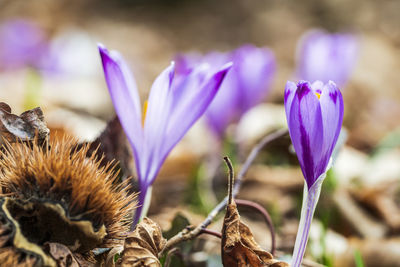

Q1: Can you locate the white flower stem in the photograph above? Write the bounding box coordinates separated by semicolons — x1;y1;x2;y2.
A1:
290;172;326;267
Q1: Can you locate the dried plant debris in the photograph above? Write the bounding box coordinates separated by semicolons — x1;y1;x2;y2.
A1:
45;243;88;267
221;201;289;267
0;138;135;266
0;102;50;144
117;218;167;267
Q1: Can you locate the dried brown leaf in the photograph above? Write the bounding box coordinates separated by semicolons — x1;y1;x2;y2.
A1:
45;242;80;267
221;202;289;267
0;102;50;144
117;218;167;267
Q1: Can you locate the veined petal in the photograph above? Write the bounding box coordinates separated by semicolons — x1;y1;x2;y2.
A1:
162;63;232;159
140;63;175;185
320;81;343;170
288;82;323;187
98;44;143;161
284;81;297;120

══════════════════════════════

Rewrite every line of the entries above as a numbered list with one line per item. Skip blank lines and leave out the picture.

▸ Result for this exercise
1. Q1: Can you locate the white flower stem in the photograph above? Write the bounding box coordinates separated by semicolons — x1;y1;x2;y2.
2. A1:
3. 290;172;326;267
4. Q1: Can you locate the dried plant debris in the photograph above? Write the bounding box coordinates separated by semicolons — x1;y1;x2;y2.
5. A1:
6. 45;243;88;267
7. 221;201;289;267
8. 0;138;135;266
9. 0;102;50;144
10. 117;218;167;267
11. Q1: Can you locate the dried brown leaf in the photograph above? Write the bounding box coordinates separated by semicolons — x1;y1;x2;y2.
12. A1:
13. 45;242;80;267
14. 221;202;289;267
15. 0;102;50;144
16. 117;218;167;267
17. Q1: Can you locate the veined petal in the photograph above? Write the bounding box coordinates separated by semicolons — x1;y1;x2;y2.
18. A1:
19. 162;63;232;159
20. 140;63;175;185
21. 320;81;343;170
22. 288;82;323;187
23. 98;44;143;161
24. 284;81;297;120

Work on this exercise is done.